## SOURCE TEXT
○ ○ ○ ○ ○ ○ ○

When designing a new product, a new piece of software, or a new building, a flow must enable new users and existing customers to navigate the relevant system or locations easily.

A flow for the train station design

 

The customer journey steps when using the product or user journey will be numbered for this high-level flow.

 

  1.   The location of the underground train station or standard train station

2.   Enter the station

3.   Locate the ticket machine

4.   Purchase the ticket

5.   Locate turnstiles

6.   Present the ticket to go through the turnstiles

7.   Locate the route map

8.   Analyze the route map

9.   Navigate to the platform

10.   Wait for the train

11.   See the train approaching

12.   Enter the train.

 

Looking at the above steps of the workflow of the train station tells us how users will use the station.

 

The same path of road mapping and understanding the customer journey can be applied to software development.

 

Linear sequence flow

 

With the linear sequence flow, just think of purchasing a book from Amazon or Watersons.

 

This sequence is straightforward and natural because the user starts by going online, selecting a book, putting the payment details, and finally making a payment.

○ ○ ○ ○ ○ ○ ○

## RECORDED INFORMATION
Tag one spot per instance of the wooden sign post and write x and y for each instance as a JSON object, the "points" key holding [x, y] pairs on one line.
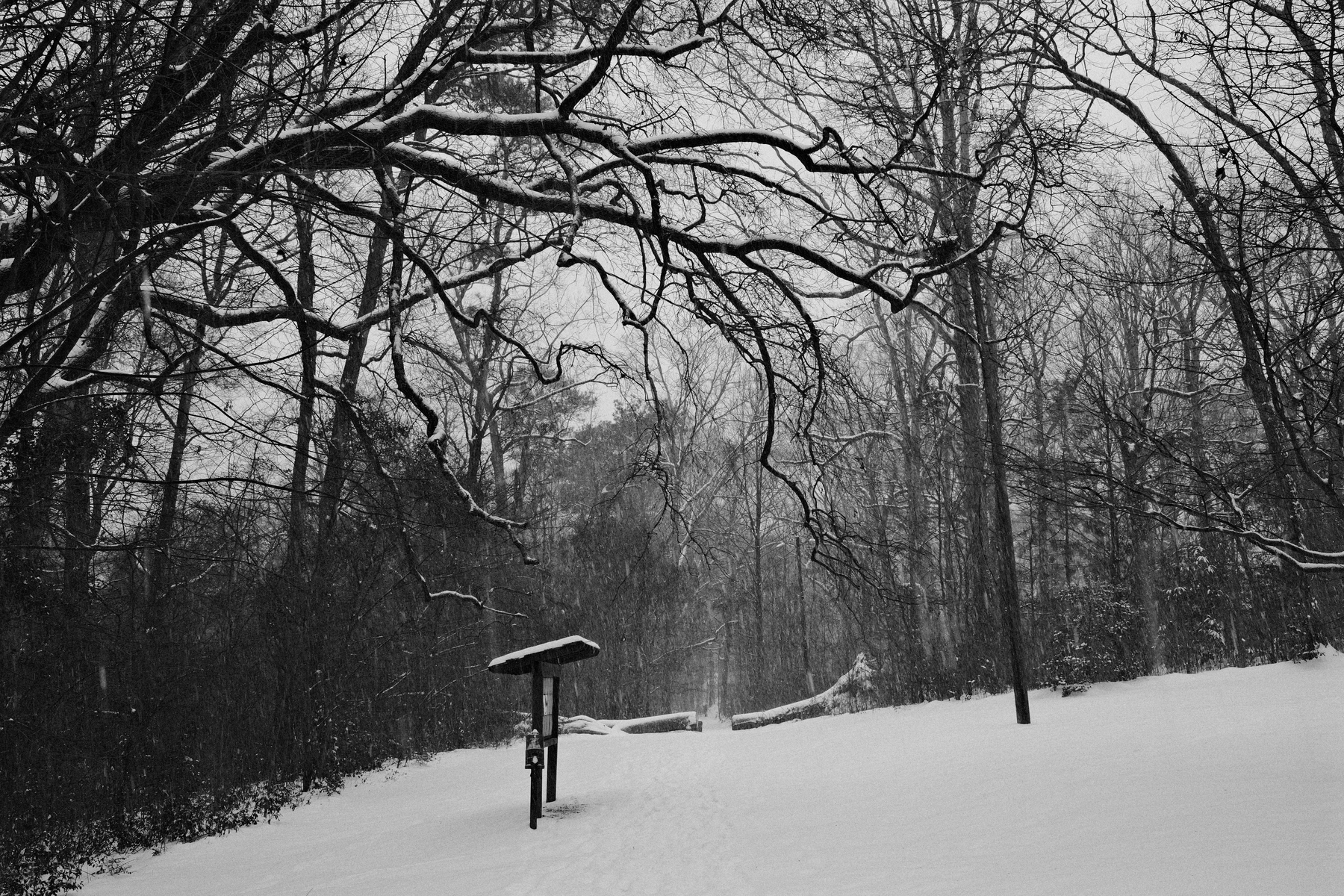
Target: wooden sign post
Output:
{"points": [[544, 662]]}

○ ○ ○ ○ ○ ○ ○

## THINGS TO DO
1. Write out the stretch of the user flow text from "When designing a" through "this high-level flow.", word for word.
2. Answer these questions from the user flow text:
(a) In the numbered train station flow, which step comes right after purchasing the ticket?
(b) Which two sellers does the linear sequence example name?
(c) To what field can the same path of road mapping be applied?
3. Turn the paragraph of the user flow text that begins "This sequence is straightforward" into a short list of the steps the user takes.
You can leave the material aside.

## ANSWERS BY TASK
1.
When designing a new product, a new piece of software, or a new building, a flow must enable new users and existing customers to navigate the relevant system or locations easily.

A flow for the train station design

 

The customer journey steps when using the product or user journey will be numbered for this high-level flow.

2.
(a) Locate turnstiles
(b) Amazon or Watersons
(c) Software development

3.
- Go online
- Select a book
- Enter the payment details
- Make the payment